■ **Records for the task**
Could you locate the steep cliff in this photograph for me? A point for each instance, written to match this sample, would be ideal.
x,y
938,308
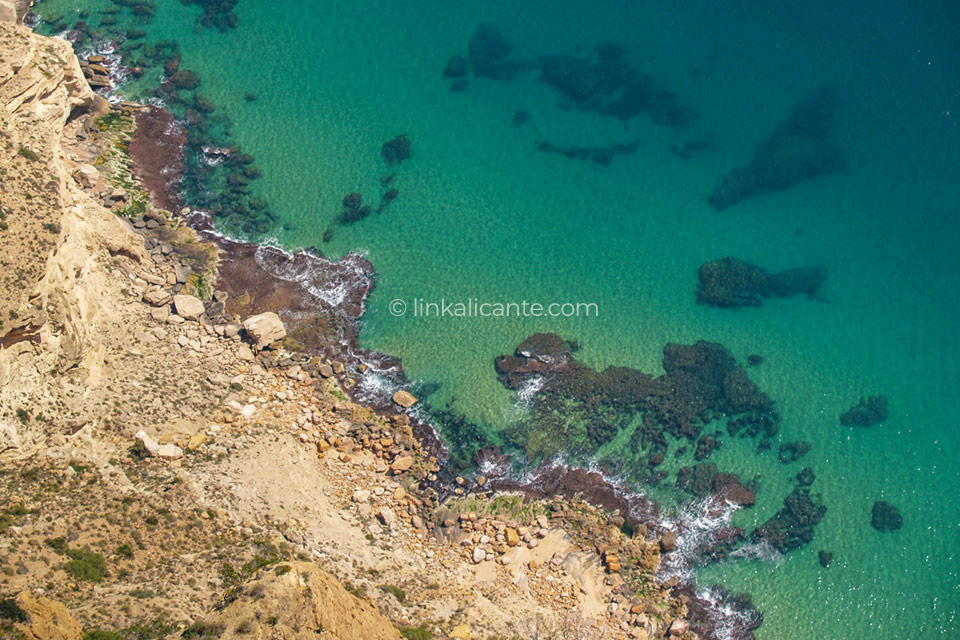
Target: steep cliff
x,y
56,242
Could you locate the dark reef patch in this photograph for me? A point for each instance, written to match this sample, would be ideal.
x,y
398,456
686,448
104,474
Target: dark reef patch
x,y
578,409
396,151
793,525
868,412
730,283
796,151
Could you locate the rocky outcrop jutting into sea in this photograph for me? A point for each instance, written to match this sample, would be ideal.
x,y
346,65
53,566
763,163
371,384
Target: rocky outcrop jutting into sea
x,y
796,151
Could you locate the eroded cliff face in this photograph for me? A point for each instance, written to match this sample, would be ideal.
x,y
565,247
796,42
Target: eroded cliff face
x,y
13,10
57,244
297,601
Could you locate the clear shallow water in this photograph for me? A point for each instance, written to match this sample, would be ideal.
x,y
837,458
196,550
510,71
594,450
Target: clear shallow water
x,y
482,213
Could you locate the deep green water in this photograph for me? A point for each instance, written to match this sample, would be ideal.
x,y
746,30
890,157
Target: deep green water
x,y
483,214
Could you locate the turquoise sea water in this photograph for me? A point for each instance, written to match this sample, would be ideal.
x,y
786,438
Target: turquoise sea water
x,y
483,214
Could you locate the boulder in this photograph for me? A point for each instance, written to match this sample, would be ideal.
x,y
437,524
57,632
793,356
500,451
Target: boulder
x,y
402,463
157,297
151,446
405,399
188,307
668,541
169,452
264,329
679,627
41,618
86,176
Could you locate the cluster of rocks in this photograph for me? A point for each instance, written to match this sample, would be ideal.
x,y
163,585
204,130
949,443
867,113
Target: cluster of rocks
x,y
796,151
730,283
601,155
868,412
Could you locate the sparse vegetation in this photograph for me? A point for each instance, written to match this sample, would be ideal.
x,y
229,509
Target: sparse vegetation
x,y
85,565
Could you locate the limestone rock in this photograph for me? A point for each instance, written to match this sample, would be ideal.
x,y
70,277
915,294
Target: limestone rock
x,y
668,541
157,297
296,603
170,452
402,463
679,627
461,632
405,399
188,307
46,619
149,445
264,329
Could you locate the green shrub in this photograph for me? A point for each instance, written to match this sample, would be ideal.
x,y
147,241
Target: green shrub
x,y
415,633
397,592
9,610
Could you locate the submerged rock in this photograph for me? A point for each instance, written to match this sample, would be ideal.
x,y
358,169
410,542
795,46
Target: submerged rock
x,y
866,413
793,526
264,329
885,516
731,283
397,150
796,151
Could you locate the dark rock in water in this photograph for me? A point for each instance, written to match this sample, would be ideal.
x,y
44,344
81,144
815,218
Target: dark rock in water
x,y
706,445
690,147
806,477
578,79
546,346
868,412
792,451
885,516
577,408
488,51
187,80
397,150
457,67
729,283
825,557
601,155
796,151
793,526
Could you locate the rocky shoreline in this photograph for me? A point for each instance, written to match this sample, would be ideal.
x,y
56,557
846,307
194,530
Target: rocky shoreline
x,y
300,286
573,550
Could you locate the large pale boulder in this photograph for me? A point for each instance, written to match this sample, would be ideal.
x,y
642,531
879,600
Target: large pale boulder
x,y
264,329
188,307
405,399
86,176
45,619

■ **Exercise goal**
Would you print the line containing "Could you locate the submerged" and every line after it up to the end of the listing above, exactly, and nothing else?

■ **Task output**
Could you locate the submerged rock in this photograph for me? A point for each instance, written to match this sample, would be ideal.
x,y
358,169
410,542
795,46
Target: submerged rock
x,y
866,413
793,526
264,329
885,516
731,283
397,150
796,151
Could you locate the dark rock in water in this photograph for me? A point for each instance, written to match this sample, would be ideal.
x,y
44,344
81,144
815,218
Target: dark rock in water
x,y
706,445
690,147
806,477
578,79
546,346
868,412
792,451
885,516
577,408
488,51
187,80
397,150
457,67
729,283
825,557
601,155
796,151
793,526
Could you locate the rocky shoreline in this photograph for me? A point for each instance, written to match this sample, would be ideal.
x,y
56,557
846,307
194,530
Target: rocky shoreline
x,y
300,286
573,550
Could you locate the large pale boulder in this photograph for me? A point for each instance, written to match this sample, would be ideal.
x,y
642,531
879,600
Target: large pale boulder
x,y
264,329
188,307
405,399
86,176
45,619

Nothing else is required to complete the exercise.